Output every line of the records below as a numbered list, omitting blank lines.

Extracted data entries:
####################

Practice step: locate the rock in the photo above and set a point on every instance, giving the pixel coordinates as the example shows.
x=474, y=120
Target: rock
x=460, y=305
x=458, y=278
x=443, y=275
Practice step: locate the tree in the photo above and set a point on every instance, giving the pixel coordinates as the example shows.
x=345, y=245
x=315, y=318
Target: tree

####################

**Correct answer**
1. Practice step: locate the rock in the photo above and set a point on every instance, giving the pixel coordinates as the example shows.
2. x=474, y=120
3. Target: rock
4. x=460, y=305
5. x=458, y=278
6. x=443, y=275
7. Practice step: locate the tree in the photo above and set a point on every instance, giving the pixel coordinates as the example shows.
8. x=345, y=245
9. x=315, y=318
10. Target: tree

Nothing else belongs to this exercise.